EXERCISE DESCRIPTION ->
An exact reproduction of the listing is wanted, with the pictures dropped.

========================================

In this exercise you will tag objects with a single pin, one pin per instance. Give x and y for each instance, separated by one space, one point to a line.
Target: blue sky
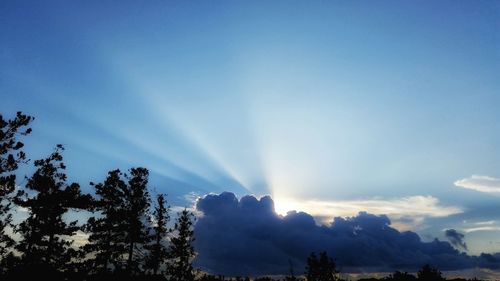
332 107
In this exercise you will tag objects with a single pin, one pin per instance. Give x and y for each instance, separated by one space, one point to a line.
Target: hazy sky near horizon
331 107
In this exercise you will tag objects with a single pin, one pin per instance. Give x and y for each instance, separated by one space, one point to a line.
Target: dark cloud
247 237
456 238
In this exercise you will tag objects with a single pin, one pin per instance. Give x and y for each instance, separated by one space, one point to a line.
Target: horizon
332 109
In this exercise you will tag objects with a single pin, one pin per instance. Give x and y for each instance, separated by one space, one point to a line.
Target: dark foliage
47 199
181 248
124 242
11 155
158 251
321 269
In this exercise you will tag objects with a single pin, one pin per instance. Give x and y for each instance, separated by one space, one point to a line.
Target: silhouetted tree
45 234
107 229
322 269
158 251
181 248
11 156
401 276
429 273
137 203
119 231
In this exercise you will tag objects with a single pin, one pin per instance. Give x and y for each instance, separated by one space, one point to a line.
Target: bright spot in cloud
405 212
480 183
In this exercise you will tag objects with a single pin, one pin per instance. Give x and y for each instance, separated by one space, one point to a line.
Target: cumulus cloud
407 211
247 237
480 183
456 238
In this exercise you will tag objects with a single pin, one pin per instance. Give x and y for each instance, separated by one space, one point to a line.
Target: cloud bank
247 237
456 238
480 183
407 212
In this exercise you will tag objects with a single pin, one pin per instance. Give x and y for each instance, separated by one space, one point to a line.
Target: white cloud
406 212
482 228
480 183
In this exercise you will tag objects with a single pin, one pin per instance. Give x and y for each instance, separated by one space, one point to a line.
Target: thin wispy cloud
406 211
480 183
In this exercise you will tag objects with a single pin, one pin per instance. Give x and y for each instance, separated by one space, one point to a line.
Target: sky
330 107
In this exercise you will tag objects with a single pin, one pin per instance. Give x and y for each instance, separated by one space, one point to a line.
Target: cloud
482 228
247 237
407 212
480 183
456 238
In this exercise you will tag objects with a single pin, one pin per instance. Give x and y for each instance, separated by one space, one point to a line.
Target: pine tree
106 239
158 252
322 269
119 231
138 201
11 156
181 248
47 200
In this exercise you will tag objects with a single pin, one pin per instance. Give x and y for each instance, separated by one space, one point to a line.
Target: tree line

========================================

RESULT FOR THIS EXERCISE ->
In this exercise you will tag objects with a single pin, one pin per instance. Give x and y for each instance, separated by one space, one point to a line.
Target: blue sky
332 107
In this exercise you will tag objects with a single pin, one pin per instance. Give x and y for each instance, separated by one space, one point to a line.
Target: hazy sky near horizon
331 107
In this exercise you will tag objects with a single pin, one pin per instance. Give x and y for each instance, separated by one space, one point to a line.
Target: dark cloud
247 237
456 238
In this exercise you will tag objects with a single pin, one pin per instance. Give x and y for each instance, separated by one space, one point to a line.
Target: horizon
332 109
In this exercise you will tag objects with a single pin, one pin per instance. Give x and y for each instance, separated by one space, one point to a line.
Target: dark foliage
47 199
181 248
124 242
11 155
158 251
321 269
In this exercise you will tag objects with a single pin, one pin per instance. Give x and y for each instance, separated by one space, one point to a line.
Target: silhouetted tree
45 234
107 229
322 269
158 251
181 248
11 156
401 276
429 273
137 203
119 231
In this exercise you will tag objects with a single pin, one pin per instance. Give x and y for each instance, separated by one space, one point to a line.
Target: bright spot in cloud
405 212
480 183
In this exercise you will tag objects with a single pin, one pin per instance. Give x and y for each instance, separated by one space, one point to a line.
Target: cumulus cloud
407 211
247 237
480 183
456 238
In this exercise you will tag objects with a single pin, one pin per instance. Give x and y for each instance, separated by one space, one point to a line.
Target: cloud bank
247 237
456 238
480 183
407 212
In this exercise you will tag objects with a single pin, one pin per instance. Give x and y for each instance, separated by one space, one point to a line.
Target: white cloud
406 212
482 228
480 183
In this exercise you will tag objects with a single pin, one pin per instance. Give x and y for each instance, separated by one space, one point to a line.
Target: thin wispy cloud
406 211
480 183
In this exercise you will tag objects with a single pin, one pin per instance. Give x and y for each instance, separated by one space, one point to a line.
Target: sky
330 107
In this exercise you will tag objects with a single pin, one pin per instance. Give x and y for each instance, separated by one space, one point to a line.
Target: cloud
482 228
247 237
407 212
480 183
456 238
In this exercise you will tag objects with a single pin, one pin per instance. Give x and y for each instance, separated by one space, one point to a line.
Target: pine tree
106 239
158 252
322 269
119 231
138 201
11 156
181 248
47 200
In this exercise you will tag objects with a single pin, one pin per instance. Give x and y for each instance, separated by one space, one point to a line.
Target: tree line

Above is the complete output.